Your objective:
Write the data out again in full, with no departure from the original.
──────── Records supplied
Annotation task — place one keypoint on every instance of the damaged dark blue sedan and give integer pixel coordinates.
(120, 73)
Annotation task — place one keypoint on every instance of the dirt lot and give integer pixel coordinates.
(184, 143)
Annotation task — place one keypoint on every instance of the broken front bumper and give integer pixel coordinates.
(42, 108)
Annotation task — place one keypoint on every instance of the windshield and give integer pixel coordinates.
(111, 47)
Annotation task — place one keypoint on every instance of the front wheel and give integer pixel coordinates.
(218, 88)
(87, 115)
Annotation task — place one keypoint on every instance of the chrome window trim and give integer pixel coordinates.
────────────────
Your response:
Annotation task — place one keypoint on every instance of the damaged dark blue sedan and give integer pixel coordinates.
(120, 73)
Annotation task — place one keypoint on every instance of the dirt lot and give integer pixel coordinates.
(184, 143)
Annotation task — place one keypoint on every instance of the broken front bumper and give integer pixel coordinates.
(42, 108)
Annotation task — place one keypoint on every instance of the windshield and give integer pixel coordinates.
(111, 47)
Annotation task — place one keypoint on every instance of the front wheel and give integer pixel coordinates.
(218, 88)
(87, 115)
Annotation task — place one keypoint on every instance of the chrome window trim and give integer pixel coordinates.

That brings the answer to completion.